=== Begin Enclosure ===
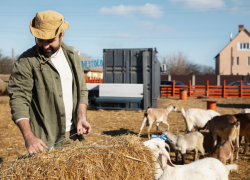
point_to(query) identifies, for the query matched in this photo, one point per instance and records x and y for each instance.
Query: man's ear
(63, 35)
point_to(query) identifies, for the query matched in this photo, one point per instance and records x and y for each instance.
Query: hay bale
(122, 157)
(3, 87)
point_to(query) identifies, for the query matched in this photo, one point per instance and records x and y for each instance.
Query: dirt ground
(113, 123)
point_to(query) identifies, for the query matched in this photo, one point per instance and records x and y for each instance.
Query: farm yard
(114, 123)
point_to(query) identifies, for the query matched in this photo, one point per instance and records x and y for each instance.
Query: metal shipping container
(134, 66)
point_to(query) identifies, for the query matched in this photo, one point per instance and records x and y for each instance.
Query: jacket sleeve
(20, 88)
(84, 90)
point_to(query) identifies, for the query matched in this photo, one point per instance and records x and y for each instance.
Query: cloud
(156, 28)
(150, 10)
(108, 44)
(201, 5)
(240, 7)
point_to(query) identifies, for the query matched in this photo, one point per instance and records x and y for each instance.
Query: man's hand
(83, 127)
(34, 145)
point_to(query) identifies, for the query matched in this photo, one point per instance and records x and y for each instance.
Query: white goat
(197, 118)
(205, 169)
(247, 110)
(157, 145)
(186, 142)
(156, 115)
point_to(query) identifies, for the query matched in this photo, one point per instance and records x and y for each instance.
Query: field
(113, 123)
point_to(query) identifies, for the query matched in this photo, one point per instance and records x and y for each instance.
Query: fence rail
(206, 90)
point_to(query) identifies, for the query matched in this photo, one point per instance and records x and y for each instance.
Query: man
(48, 94)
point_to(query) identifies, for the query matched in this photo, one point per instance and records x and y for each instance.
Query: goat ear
(170, 163)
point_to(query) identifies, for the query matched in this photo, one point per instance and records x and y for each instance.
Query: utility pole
(232, 61)
(13, 59)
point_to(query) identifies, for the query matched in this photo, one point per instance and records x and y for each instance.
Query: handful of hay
(122, 157)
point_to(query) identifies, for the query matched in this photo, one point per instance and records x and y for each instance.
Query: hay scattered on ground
(121, 157)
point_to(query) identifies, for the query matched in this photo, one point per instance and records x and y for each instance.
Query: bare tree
(176, 64)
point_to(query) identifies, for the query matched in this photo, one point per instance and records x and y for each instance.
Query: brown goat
(244, 128)
(227, 127)
(223, 152)
(156, 115)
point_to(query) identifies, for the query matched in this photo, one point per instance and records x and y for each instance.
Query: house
(234, 59)
(92, 68)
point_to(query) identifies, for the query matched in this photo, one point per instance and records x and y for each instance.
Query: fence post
(224, 89)
(241, 88)
(207, 89)
(173, 90)
(190, 85)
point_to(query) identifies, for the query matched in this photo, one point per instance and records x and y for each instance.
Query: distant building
(92, 68)
(234, 59)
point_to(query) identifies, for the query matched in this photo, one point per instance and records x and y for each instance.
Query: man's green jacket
(37, 94)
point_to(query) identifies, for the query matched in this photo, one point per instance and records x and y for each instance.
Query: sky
(199, 29)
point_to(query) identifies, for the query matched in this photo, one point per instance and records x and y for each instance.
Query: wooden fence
(93, 80)
(206, 90)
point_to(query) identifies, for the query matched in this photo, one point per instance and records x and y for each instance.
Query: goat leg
(176, 156)
(157, 128)
(183, 158)
(195, 154)
(246, 143)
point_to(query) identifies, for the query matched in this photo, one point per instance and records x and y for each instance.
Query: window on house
(89, 73)
(244, 46)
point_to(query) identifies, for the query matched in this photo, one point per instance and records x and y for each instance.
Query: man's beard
(48, 54)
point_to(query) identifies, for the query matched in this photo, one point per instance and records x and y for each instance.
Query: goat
(197, 118)
(156, 115)
(157, 145)
(223, 152)
(247, 110)
(244, 128)
(206, 169)
(227, 127)
(182, 143)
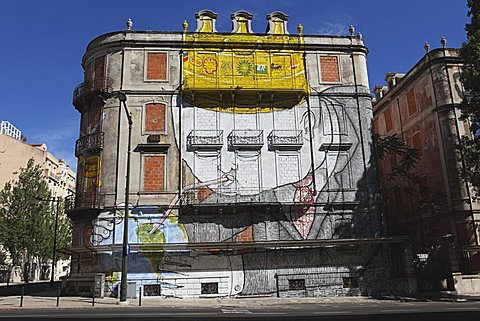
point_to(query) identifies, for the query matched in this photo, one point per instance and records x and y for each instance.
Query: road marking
(244, 311)
(401, 310)
(332, 312)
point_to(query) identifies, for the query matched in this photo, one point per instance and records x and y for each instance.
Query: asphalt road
(424, 311)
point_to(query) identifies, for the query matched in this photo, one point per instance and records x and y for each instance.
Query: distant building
(251, 166)
(14, 154)
(441, 218)
(7, 128)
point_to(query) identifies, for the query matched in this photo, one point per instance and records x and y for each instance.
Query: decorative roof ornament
(277, 23)
(426, 46)
(300, 29)
(443, 41)
(129, 24)
(241, 22)
(351, 29)
(206, 21)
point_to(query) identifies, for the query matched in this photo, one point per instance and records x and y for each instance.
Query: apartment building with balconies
(251, 163)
=== End Enclosure ===
Instructions to follow ->
Reproduce the whole listing verbatim and keep all pictures out of it.

Exercise result ->
point_to(query) identifies, for the query matched in this photo, one point per instance and records x and y for each instance.
Query: man's ear
(63, 35)
point_to(query) identifies, for the query matched in this photo, one point per instance and records x and y for each instance.
Query: hay bale
(122, 157)
(3, 87)
point_to(query) identifies, for the query matched in this photo, one point per instance and records x and y for each instance.
Query: dirt ground
(113, 123)
point_to(query) identifies, for the query matched in this photo, one point per instance and records x and y for each instance.
Query: farm yard
(114, 123)
point_to(query) identifies, for the query matched in this photo, one point per instance and records x and y for each instance.
Query: metal shipping container
(134, 66)
point_to(query) identifies, for the query matched in this photo, one point per instance and records x and y for each instance.
Query: jacket sleeve
(20, 88)
(84, 90)
point_to(query) identifies, for the query matched in this photo, one point per instance and records x and y for each instance.
Query: cloud
(156, 28)
(150, 10)
(108, 44)
(201, 5)
(240, 7)
point_to(query) identifies, for the query matched in this photo, one point per instance and records x and y for each instance.
Query: man's hand
(83, 127)
(34, 145)
point_to(query) identifies, for the query matched in this photo, one point per instance and records x and y for each instance.
Query: white goat
(197, 118)
(205, 169)
(247, 110)
(157, 145)
(186, 142)
(156, 115)
point_to(query) identifies, for the query matched in this photo, one point per instance and records x and y for each instance.
Query: field
(113, 123)
point_to(query) identifies, for the query matched in this photo, one point per instance and records x and y for each instance.
Query: fence rail
(206, 90)
point_to(query) identifies, for the query matched in this photo, one point per instance and records x and y for each instance.
Query: man
(48, 94)
point_to(query) identifies, for the query matched in this photo, one point per instance and records x and y for each instance.
Query: goat ear
(170, 163)
point_to(query) identifies, for the query matched in this photo, one point per instance and records x and y for each instance.
Query: utility pole
(232, 61)
(13, 59)
point_to(query) identifies, for the query matched in this photo, one point per instance and records x and y for each instance.
Query: handful of hay
(122, 157)
point_to(query) identifies, for the query matched in this photo, one point per instance and records x and y for each instance.
Query: hay scattered on ground
(121, 157)
point_to(query) identifies, for the query matched in this photo, one point per instance and records x and y for each instance.
Query: bare tree
(176, 64)
point_to(query) identifies, for the query matched in this photo, one point per instance and records x and y for each instance.
Query: brown goat
(244, 128)
(227, 127)
(223, 152)
(156, 115)
point_to(query) identifies, for the query matched in this photo, one point per instance and records x and y for each instance.
Query: house
(234, 59)
(92, 68)
point_to(query) identifies, for the query matched in this photo, one point per instance and records x and y for each instance.
Query: fence post
(224, 89)
(241, 88)
(207, 89)
(173, 90)
(190, 85)
point_to(query) identifies, for the query matched in this photo, one point per instance and records x and y for each instance.
Query: distant building
(92, 68)
(234, 59)
point_to(query) identifies, for the query matched in this photo, one point per instance and records x and y for each instance.
Query: man's green jacket
(37, 94)
point_to(query) identifies, for the query matched in this photo, one point per instance and records x and y for each instance.
Query: sky
(199, 29)
point_to(query) identifies, for the query matched in this photo, one point per instance and records x and y for each instance.
Query: wooden fence
(93, 80)
(206, 90)
point_to(query) identifies, for the query matched in this photo, one point per instance and records x and y for each instance.
Query: goat leg
(176, 156)
(157, 128)
(183, 158)
(195, 154)
(246, 143)
point_to(query) identifies, for the query matched in this photo, one point per instance and records x and y for each instance.
Query: window on house
(89, 73)
(244, 46)
point_to(query) identifies, for the query matched in this photo, one point per instance and records x and y for each instance.
Query: man's beard
(48, 54)
point_to(query) identifies, for the query matched in this photo, one point per instance and records x and y for each instance.
Query: goat
(197, 118)
(156, 115)
(157, 145)
(223, 152)
(247, 110)
(244, 128)
(206, 169)
(227, 127)
(182, 143)
point_to(query) identifies, for the query matched in this photo, one point per instance and records x and y for each instance.
Query: road marking
(244, 311)
(401, 310)
(332, 312)
point_to(query) identifies, for the query matched in this photo, one point per instance and records x and y for each instance.
Query: asphalt road
(424, 311)
point_to(query) identifies, for the query matched in this photo, one point per instance and records x and y for each instance.
Query: distant building
(251, 166)
(14, 154)
(441, 218)
(7, 128)
point_to(query) identifies, for the query matched in this photo, one point per instance and records x and y for each instance.
Query: decorative roof ornament
(277, 23)
(426, 46)
(300, 29)
(443, 41)
(129, 24)
(241, 22)
(351, 29)
(206, 21)
point_to(query) identifies, for the query matched in this photo, one point per instance and records x and y for each instance.
Query: apartment building with balconies
(251, 163)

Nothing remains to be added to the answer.